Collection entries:
======

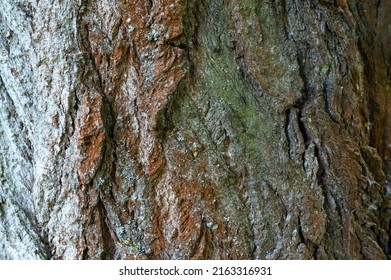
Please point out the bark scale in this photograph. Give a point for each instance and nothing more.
(194, 129)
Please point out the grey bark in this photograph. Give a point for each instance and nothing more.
(195, 129)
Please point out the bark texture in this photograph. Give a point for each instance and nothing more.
(195, 129)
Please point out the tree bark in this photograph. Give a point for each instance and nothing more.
(195, 129)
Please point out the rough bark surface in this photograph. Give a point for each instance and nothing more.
(195, 129)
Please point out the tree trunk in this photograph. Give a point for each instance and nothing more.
(195, 129)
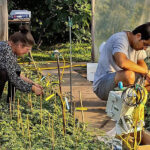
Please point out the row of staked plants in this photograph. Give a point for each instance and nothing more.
(32, 122)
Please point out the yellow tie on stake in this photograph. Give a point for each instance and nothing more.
(81, 108)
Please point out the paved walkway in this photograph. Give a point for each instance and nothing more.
(95, 116)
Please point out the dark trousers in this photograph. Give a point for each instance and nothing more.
(11, 88)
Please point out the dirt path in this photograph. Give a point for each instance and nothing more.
(95, 115)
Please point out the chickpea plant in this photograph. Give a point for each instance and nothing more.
(36, 123)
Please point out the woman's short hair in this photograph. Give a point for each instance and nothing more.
(23, 35)
(144, 29)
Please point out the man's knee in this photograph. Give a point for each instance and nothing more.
(129, 77)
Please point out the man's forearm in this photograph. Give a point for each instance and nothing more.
(129, 65)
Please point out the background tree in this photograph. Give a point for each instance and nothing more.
(50, 19)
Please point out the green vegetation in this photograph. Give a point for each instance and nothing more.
(36, 123)
(49, 22)
(80, 53)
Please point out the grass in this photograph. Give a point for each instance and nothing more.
(81, 52)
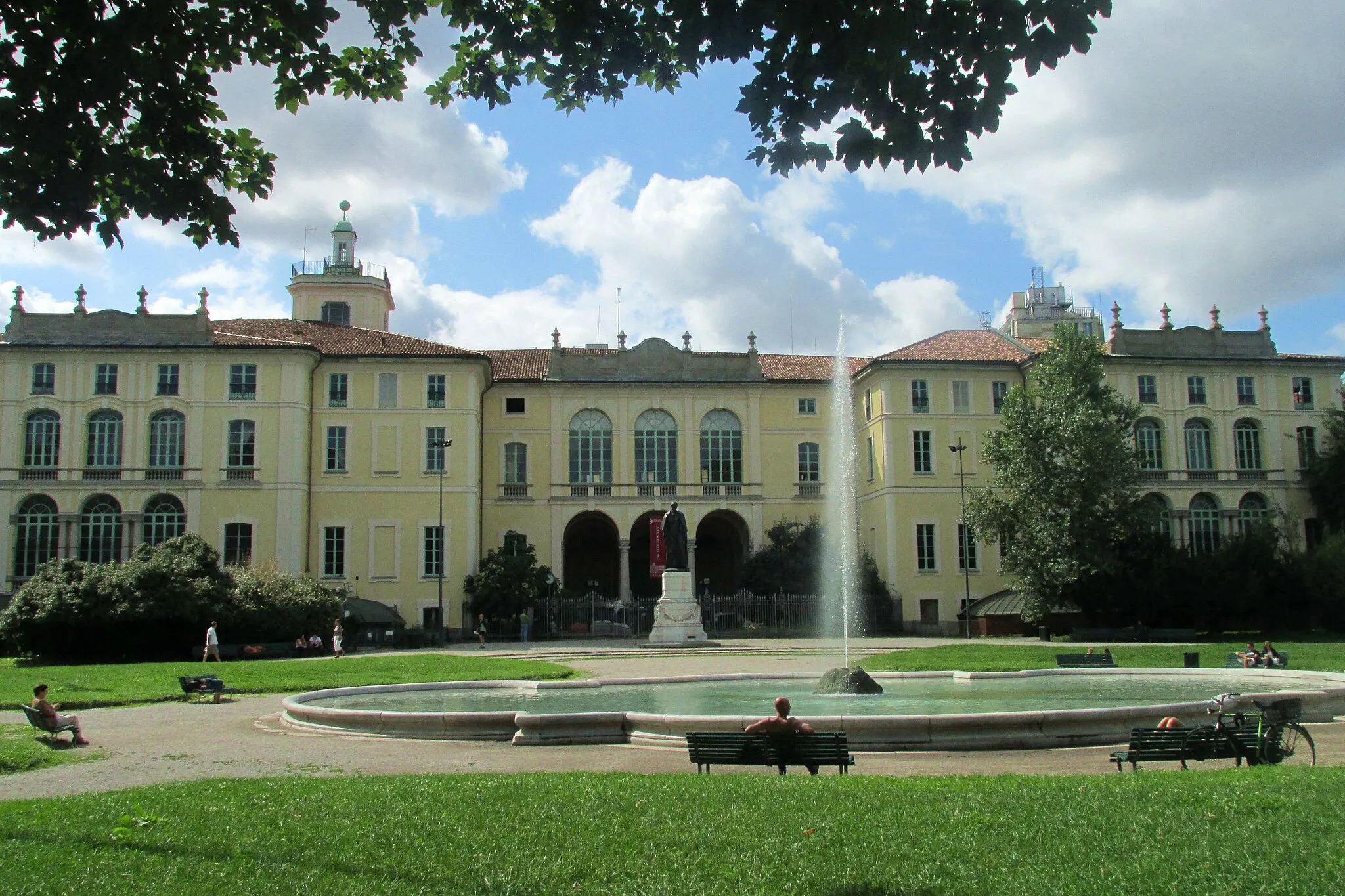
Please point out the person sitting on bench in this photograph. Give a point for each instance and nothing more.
(55, 719)
(782, 723)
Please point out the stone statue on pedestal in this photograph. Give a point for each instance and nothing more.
(674, 540)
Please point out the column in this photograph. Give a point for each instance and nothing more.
(623, 586)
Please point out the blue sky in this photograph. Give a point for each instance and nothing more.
(1192, 158)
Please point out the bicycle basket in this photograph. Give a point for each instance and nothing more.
(1275, 711)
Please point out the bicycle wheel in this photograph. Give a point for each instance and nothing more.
(1289, 743)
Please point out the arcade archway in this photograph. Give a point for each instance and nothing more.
(591, 555)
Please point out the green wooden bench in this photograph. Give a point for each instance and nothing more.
(42, 726)
(738, 748)
(1084, 660)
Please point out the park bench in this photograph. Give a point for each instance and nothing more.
(1084, 660)
(1234, 662)
(43, 726)
(738, 748)
(192, 685)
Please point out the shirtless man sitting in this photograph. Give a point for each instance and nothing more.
(782, 723)
(49, 712)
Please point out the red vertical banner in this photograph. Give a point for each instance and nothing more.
(658, 559)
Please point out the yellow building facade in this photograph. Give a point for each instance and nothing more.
(326, 442)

======

GOAL:
Could you edit all of the lines above so that "bench" becomes "seat" wherever it appears, with everything else kept the same and the pictures left out?

REPLY TO THE TASK:
Please point out the bark scale in this photograph. Give a point for each instance and nothing more.
(194, 129)
Please point out the grey bark in this photograph. Give a point for each instance and nothing more.
(195, 129)
Please point out the bark texture in this photograph. Give a point for each instance and nothing more.
(195, 129)
Please point out the tree bark in this photograph. Give a point for each instance and nothing more.
(195, 129)
Please point out the rough bark surface in this photograph. Give a point for each instance and nothing more.
(195, 129)
Please point out the tree trunk in this photograph. Give a point for each instance and nothing more.
(195, 129)
Please point out the row of staked plants in this photograph. Give a point for each instance and nothing more.
(32, 122)
Please point out the yellow tie on stake in this photograph. Give a point for each instance and nothing more.
(81, 108)
Please point out the paved walkway in this photograph. Give a point for each instance and nothing more.
(95, 116)
Please point out the dark trousers in this photograph. Give a point for each instance and nothing more.
(11, 88)
Please point out the dirt path in this photograph. Give a point for each instance and nothing more.
(95, 115)
Please point out the chickpea plant in this photograph. Give a point for each instance and nothing more.
(36, 123)
Please point out the woman's short hair in this photograph. Give a point for each instance and nothing more.
(23, 35)
(144, 29)
Please point out the man's knee in this photograph. Give a point for each instance and nothing more.
(129, 77)
Please point out the man's forearm in this photograph. Give a point for each instance and nothing more.
(129, 65)
Please point out the background tree in this photograph. Give a point for each instance and nothing more.
(50, 19)
Please point out the green vegetation in this photograph. Give a point for each instance and nothing more.
(36, 123)
(49, 22)
(80, 53)
Please point out the grass in this photograph. Give a point for each instance and nothing more.
(81, 52)
Please point out the person sitting on seat in this photograph. Give a point for each instance and nothing more.
(55, 719)
(782, 723)
Please point out the stone statue on pedestal in this photograph. Give a point for each instance and nothing more.
(674, 540)
Please point out the column in this photograph. Give a point for each instance and nothing more.
(623, 586)
Please point out the blue sky in this photograph. Give a point for each instance and nothing more.
(1192, 158)
Please point out the bicycle basket in this photograph. Give a point for each instance and nothing more.
(1275, 711)
Please point out the bicycle wheel in this photograph. Give a point for each instance and nothing more.
(1289, 743)
Please point out the arcade archway in this photograph. Give a point for each instance and nothing more.
(591, 555)
Please point out the green wooden seat in this photograph. Give a point for each instance and nothing more.
(42, 726)
(738, 748)
(1084, 660)
Please point out the park seat in this photograph. Give a point for each instance and nothing more.
(1084, 660)
(1234, 662)
(43, 726)
(738, 748)
(192, 685)
Please point out the shirtless man sitting in this photograph. Give a point for each instance and nothing more.
(782, 723)
(49, 712)
Please point out the red vertical banner in this photograph. Give a point for each instance and nothing more.
(658, 559)
Please point out the yellow building facade in this photograph. Give a point for each instance and nothing more.
(326, 442)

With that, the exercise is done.